***** EXTRACT *****

The Schalburg Cross (Danish: Schalburgkors, German: Schalburgkreuz) was a decoration instituted for officers, NCOs and enlisted men in the Danish Schalburg Corps during World War II. Although many of these crosses were manufactured, there is only one known record of the Schalburg Cross having been issued, and it was done so posthumously.

==History==
The date the Schalburg Cross was instituted is unknown. It could be later than 1943, otherwise picture(s) of them being worn would have surfaced. It was named after Christian Frederik von Schalburg, commander of the Frikorps Danmark who was killed in combat operations in the Demyansk Pocket in 1942. The cross was manufactured by the Danish firm Heimbürger in Copenhagen.

The cross was awarded to Schalburg Corps members for recognition of service against the Danish resistance movement and for those serving or killed in action in the Eastern Front. It has been recorded once that a cross was awarded to a Schalburg Corps member killed in action probably from the resistance.

The Schalburg Cross was intended to be worn on the left breast pocket of its recipient's uniform. According to military historians some of the unissued crosses were discovered in the Schalburg corps HQ after the retreat of the Germans in May 1945 and were kept as souvenirs by the Danish population. Indeed, stories have widely circulated that they were given to members of the crowds that flocked the streets of Copenhagen in May 1945 after the liberation from German troops.

==Classes==
There were two classes issued: one for officers and NCOs, and the other for enlisted. Both crosses were die struck and measure 50mm x 50mm.

Enlisted men wore a cross painted in off-white color with golden outer edges. The cross has a medallion in the center, which is soldered to the cross. The medallion has the golden inscription Our Honour is Loyalty (Danish: Troskab er Vor Ære) and golden oak leaves below. In the inner ring is a white mobile swastika with an opaque red paint in the background.

The officers' cross has the same colors but was made of enamelled with the cross being white. The red paint in the medallion was substituted by opaque red enamelled and the oak leaves are gilded.

The reverse on both crosses is flat with a semi scoop shape in the center and a single long golden pin attached on the top of the cross. Of the enamelled badges about 5 to 6 decorations are known in Denmark.

***** DATA PROVIDED *****

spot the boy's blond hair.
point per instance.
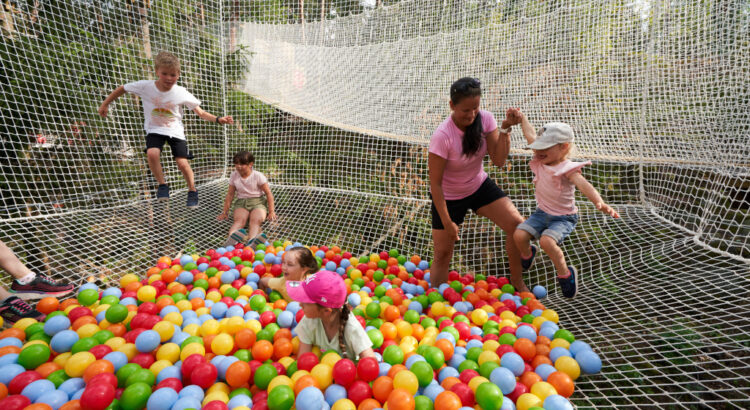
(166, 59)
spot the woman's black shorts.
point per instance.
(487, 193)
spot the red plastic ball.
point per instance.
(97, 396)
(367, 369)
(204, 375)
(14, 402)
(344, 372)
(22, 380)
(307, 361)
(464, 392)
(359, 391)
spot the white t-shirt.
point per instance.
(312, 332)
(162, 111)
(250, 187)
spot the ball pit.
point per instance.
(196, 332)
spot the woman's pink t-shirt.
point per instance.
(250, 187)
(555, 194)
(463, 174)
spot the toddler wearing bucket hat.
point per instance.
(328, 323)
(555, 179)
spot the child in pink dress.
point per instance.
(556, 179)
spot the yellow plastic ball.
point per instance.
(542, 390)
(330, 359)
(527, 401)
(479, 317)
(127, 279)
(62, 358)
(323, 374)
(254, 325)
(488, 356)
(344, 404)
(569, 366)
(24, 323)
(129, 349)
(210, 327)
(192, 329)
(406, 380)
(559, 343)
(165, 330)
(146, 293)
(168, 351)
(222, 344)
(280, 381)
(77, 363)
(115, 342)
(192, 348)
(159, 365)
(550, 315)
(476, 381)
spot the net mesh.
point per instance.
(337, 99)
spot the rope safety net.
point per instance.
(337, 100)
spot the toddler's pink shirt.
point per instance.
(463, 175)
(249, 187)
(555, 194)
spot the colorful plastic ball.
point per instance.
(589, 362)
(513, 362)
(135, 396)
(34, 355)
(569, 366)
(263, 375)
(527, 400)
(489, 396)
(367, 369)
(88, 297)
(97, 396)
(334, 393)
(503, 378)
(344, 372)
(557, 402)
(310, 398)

*****

## [PROBLEM STATEMENT]
Answer these questions from the text on the Schalburg Cross.
(a) Which firm manufactured the cross, and in what city?
(b) Where on the recipient's uniform was the cross meant to be worn?
(c) What size do both classes of the cross measure?

## [OUTPUT FOR THIS EXERCISE]
(a) Heimbürger, in Copenhagen.
(b) On the left breast pocket.
(c) 50mm x 50mm.